Tarefas a cumprir →
1. Traduza para o inglês esta frase do texto fornecido: "A consciência cidadã e o sentimento antikeiko mostraram seu poder."
2. Reproduza sem alterações o trecho do texto fornecido que começa em "Nos 18 meses" e vai até "de esmagar dignidades.", inclusive.

Texto fornecido →

Enquanto não houver mudança na estrutura do poder da mídia, alimentada sobretudo pela publicidade estatal, ela continuará agindo impunemente. Nas eleições de 2021, ela jogou inteiramente a favor da candidatura de Keiko Fujimori, e perdeu. A consciência cidadã e o sentimento antikeiko mostraram seu poder. Mas daí a respeitar os resultados eleitorais há um longo caminho a percorrer. Como já vinha anunciando, o fujimorismo e toda a direita, com o apoio maciço da imprensa concentrada, declararam guerra a Pedro Castillo desde o momento em que o Departamento Nacional de Processos Eleitorais anunciou sua vitória. Não apenas alegaram que houve fraude, tentando transformar essa mentira em verdade, mas propagaram outro discurso ainda mais daninho, ao sugerir insistentemente que o comunismo havia chegado ao poder.
Nos 18 meses de mandato de Castillo, a publicidade estatal na mídia concentrada caiu a níveis nunca antes vistos, tanto que vários meios estiveram à beira da falência. O governo decidiu não pagar editoriais complacentes e cancelou o “jabá” que alimentava o orçamento da imprensa concentrada e o pagamento a jornalistas que transformavam a profissão em uma forma brutal e cruel de jaguncismo político.
Essa postura governamental parecia uma “vingança” de Castillo, em resposta à crueldade com que trataram sua condição de homem do campo. No auge da loucura, alguns meios jogaram até a família do ex-presidente naquela máquina de esmagar dignidades.
Assim que Dina Boluarte chegou, a mídia concentrada voltou a receber suculentos contratos publicitários estatais, nos mesmos valores ou até maiores que os que havia antes de Castillo. Então, como num passe de mágica, toda a mídia concentrada aplaudiu enlouquecidamente Dina como a “sucessora constitucional”, enquanto o corrupto e desacreditado Congresso era mostrado como o garantidor da democracia. Não importavam os crimes contra a humanidade cometidos durante os protestos, desde que fosse entregue o oxigênio orçamentário que necessitavam.

Dados armazenados →

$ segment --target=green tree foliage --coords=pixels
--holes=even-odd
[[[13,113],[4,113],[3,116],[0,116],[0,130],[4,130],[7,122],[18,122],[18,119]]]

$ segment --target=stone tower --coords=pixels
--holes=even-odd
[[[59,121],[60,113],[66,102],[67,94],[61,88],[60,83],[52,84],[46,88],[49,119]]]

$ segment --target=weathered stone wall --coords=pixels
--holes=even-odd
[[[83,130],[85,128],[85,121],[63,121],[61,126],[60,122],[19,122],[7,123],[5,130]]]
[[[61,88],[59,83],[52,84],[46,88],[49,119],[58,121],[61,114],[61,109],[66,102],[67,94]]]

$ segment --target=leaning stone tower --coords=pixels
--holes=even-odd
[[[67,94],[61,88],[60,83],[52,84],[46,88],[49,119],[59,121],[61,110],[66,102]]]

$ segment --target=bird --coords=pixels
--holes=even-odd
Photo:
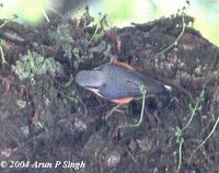
[[[132,100],[141,99],[143,86],[147,94],[158,94],[171,91],[170,85],[142,74],[129,65],[106,64],[93,70],[81,70],[76,74],[76,83],[96,95],[116,104],[127,104]]]

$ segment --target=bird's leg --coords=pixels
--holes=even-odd
[[[113,107],[113,108],[103,117],[103,119],[104,119],[104,120],[107,120],[108,117],[110,117],[115,111],[116,111],[116,112],[123,113],[123,111],[118,109],[118,107],[120,107],[122,105],[124,105],[124,104],[117,104],[115,107]]]

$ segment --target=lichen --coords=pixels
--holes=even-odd
[[[20,60],[15,61],[12,70],[19,76],[20,80],[24,80],[34,79],[47,72],[55,76],[56,71],[61,70],[61,65],[51,57],[44,58],[38,53],[28,50],[27,54],[20,56]]]

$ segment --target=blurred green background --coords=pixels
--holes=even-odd
[[[219,46],[219,0],[189,2],[186,13],[195,18],[194,27]],[[88,4],[91,15],[107,14],[110,25],[119,27],[170,16],[186,5],[185,0],[0,0],[0,3],[1,19],[16,14],[20,22],[32,25],[49,22],[55,13],[74,18],[79,15],[78,9]]]

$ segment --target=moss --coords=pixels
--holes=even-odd
[[[56,71],[61,70],[61,65],[54,58],[44,58],[35,51],[27,51],[26,55],[20,56],[20,60],[15,61],[12,70],[19,76],[19,79],[34,79],[37,76],[43,76],[49,72],[55,76]]]

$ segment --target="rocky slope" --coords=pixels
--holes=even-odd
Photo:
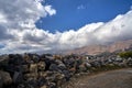
[[[84,46],[81,48],[76,48],[72,51],[67,51],[66,54],[100,54],[103,52],[116,52],[116,51],[124,51],[127,48],[132,47],[132,40],[129,41],[120,41],[112,43],[110,45],[90,45],[90,46]]]

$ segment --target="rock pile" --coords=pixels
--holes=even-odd
[[[51,54],[0,56],[0,88],[61,88],[73,76],[105,67],[132,66],[132,58]]]

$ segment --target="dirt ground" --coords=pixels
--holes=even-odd
[[[63,88],[132,88],[132,68],[75,78]]]

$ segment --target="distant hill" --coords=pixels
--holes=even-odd
[[[89,45],[76,50],[67,51],[66,54],[89,54],[96,55],[103,52],[124,51],[132,47],[132,40],[119,41],[109,45]]]

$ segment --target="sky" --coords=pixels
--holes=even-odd
[[[132,40],[132,0],[0,0],[0,54]]]
[[[108,22],[130,10],[132,0],[46,0],[57,13],[36,22],[38,29],[64,32],[92,22]]]

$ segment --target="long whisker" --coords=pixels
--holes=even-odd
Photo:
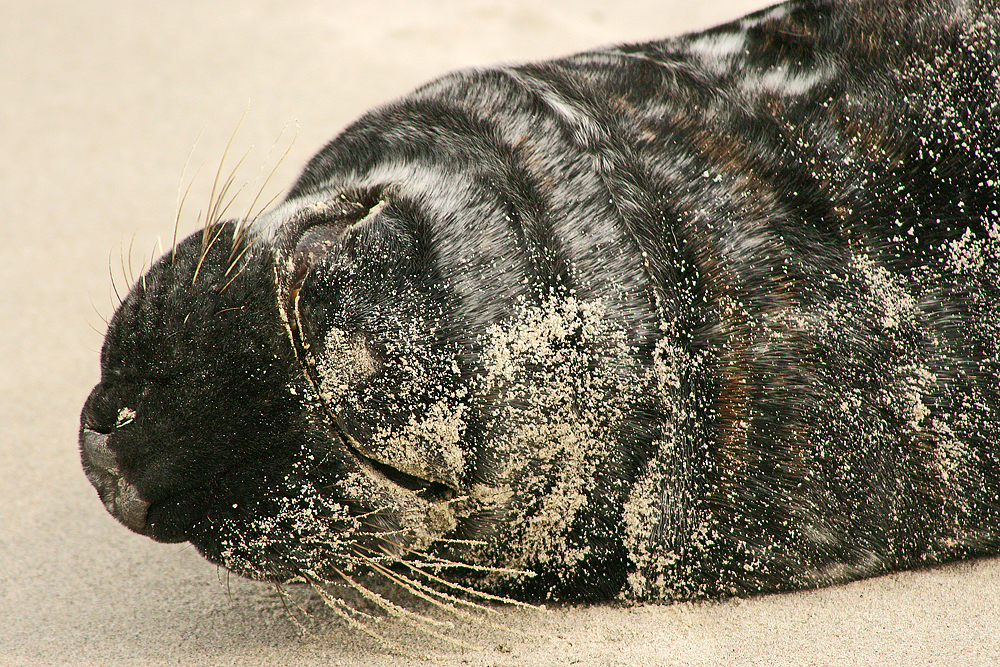
[[[458,608],[458,605],[469,607],[471,609],[475,609],[476,611],[483,612],[483,613],[486,613],[486,614],[499,614],[499,612],[496,611],[495,609],[487,607],[487,606],[485,606],[483,604],[480,604],[478,602],[473,602],[471,600],[465,600],[463,598],[456,597],[454,595],[449,595],[448,593],[445,593],[443,591],[439,591],[439,590],[437,590],[435,588],[432,588],[430,586],[422,584],[419,581],[415,581],[413,579],[406,579],[406,578],[404,578],[404,577],[396,574],[392,570],[390,570],[390,569],[388,569],[386,567],[383,567],[382,565],[379,565],[378,563],[374,562],[373,560],[365,558],[361,554],[358,554],[358,556],[360,558],[365,559],[365,561],[367,562],[368,566],[371,567],[373,570],[375,570],[376,572],[382,574],[384,577],[390,579],[391,581],[399,584],[400,586],[402,586],[403,588],[405,588],[407,591],[409,591],[411,594],[417,596],[418,598],[420,598],[422,600],[426,600],[426,601],[430,602],[431,604],[433,604],[433,605],[435,605],[435,606],[437,606],[439,608],[445,609],[445,610],[449,611],[450,613],[455,614],[459,618],[464,618],[464,619],[469,620],[469,621],[471,621],[473,623],[476,623],[476,624],[479,624],[479,625],[484,625],[484,626],[487,626],[487,627],[491,627],[491,628],[494,628],[494,629],[497,629],[497,630],[506,630],[506,631],[509,631],[509,632],[513,632],[515,634],[519,634],[519,635],[522,635],[522,636],[527,636],[525,633],[523,633],[523,632],[521,632],[519,630],[515,630],[514,628],[510,628],[510,627],[502,625],[502,624],[491,623],[491,622],[487,621],[486,619],[484,619],[482,616],[477,616],[475,614],[470,614],[467,611],[463,611],[462,609]]]
[[[270,161],[271,154],[274,153],[274,149],[277,148],[278,142],[281,141],[281,137],[283,137],[285,135],[285,130],[287,130],[287,129],[288,129],[288,123],[285,123],[285,126],[283,128],[281,128],[281,132],[278,134],[278,137],[274,140],[274,144],[271,145],[271,149],[267,152],[267,156],[264,158],[264,161],[261,163],[261,165],[260,165],[260,171],[263,171],[264,170],[264,165],[266,165]],[[291,143],[288,144],[288,147],[285,149],[285,152],[282,153],[281,157],[278,158],[278,161],[274,164],[273,167],[271,167],[271,171],[268,173],[267,178],[264,179],[264,182],[261,184],[260,188],[257,189],[257,194],[254,196],[253,201],[250,202],[250,206],[247,207],[247,212],[243,216],[243,219],[242,219],[241,223],[237,226],[236,233],[233,234],[233,250],[234,251],[236,250],[236,248],[238,246],[238,243],[243,240],[243,235],[245,233],[246,228],[251,223],[253,223],[253,221],[256,220],[260,216],[261,213],[263,213],[265,210],[267,210],[271,206],[271,204],[281,195],[281,193],[276,194],[274,197],[272,197],[271,199],[269,199],[260,208],[260,210],[257,211],[257,213],[253,213],[254,207],[257,205],[257,202],[260,200],[261,195],[264,194],[264,190],[267,189],[267,185],[271,182],[271,178],[278,171],[278,168],[285,161],[285,158],[288,157],[288,153],[291,152],[292,146],[295,145],[295,141],[298,139],[298,137],[299,137],[299,124],[295,123],[295,136],[292,137],[292,141],[291,141]],[[260,178],[260,172],[258,172],[258,179],[257,180],[259,180],[259,178]],[[232,257],[232,254],[230,254],[230,257]],[[230,268],[232,268],[232,267],[230,267]],[[229,273],[229,271],[226,271],[226,273]]]
[[[205,128],[208,127],[208,123],[205,123],[201,127],[201,132],[198,133],[198,137],[194,140],[194,144],[191,146],[191,150],[188,151],[187,159],[184,160],[184,167],[181,169],[181,180],[177,183],[177,199],[178,202],[175,206],[176,213],[174,214],[174,238],[170,243],[170,266],[174,265],[174,260],[177,257],[177,230],[181,224],[181,212],[184,210],[184,202],[187,201],[188,194],[191,192],[191,186],[194,185],[195,180],[198,178],[198,174],[201,173],[201,165],[198,170],[195,171],[194,176],[191,177],[188,186],[184,189],[184,195],[181,196],[181,186],[184,184],[184,174],[187,173],[188,164],[191,162],[191,156],[194,155],[194,149],[197,148],[198,142],[201,141],[201,135],[205,133]]]

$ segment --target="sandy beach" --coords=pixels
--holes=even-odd
[[[189,182],[180,234],[198,228],[231,137],[227,171],[247,153],[242,215],[258,191],[280,196],[353,118],[449,70],[660,38],[765,4],[0,8],[0,665],[412,662],[322,609],[303,632],[270,586],[104,510],[77,429],[112,282],[127,290],[169,247]],[[753,600],[502,609],[504,627],[454,630],[473,648],[388,634],[443,665],[995,665],[998,600],[1000,560],[987,560]]]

Exercício resolvido →
1. Civic awareness and anti-Keiko sentiment showed their power.

2.
Nos 18 meses de mandato de Castillo, a publicidade estatal na mídia concentrada caiu a níveis nunca antes vistos, tanto que vários meios estiveram à beira da falência. O governo decidiu não pagar editoriais complacentes e cancelou o “jabá” que alimentava o orçamento da imprensa concentrada e o pagamento a jornalistas que transformavam a profissão em uma forma brutal e cruel de jaguncismo político.
Essa postura governamental parecia uma “vingança” de Castillo, em resposta à crueldade com que trataram sua condição de homem do campo. No auge da loucura, alguns meios jogaram até a família do ex-presidente naquela máquina de esmagar dignidades.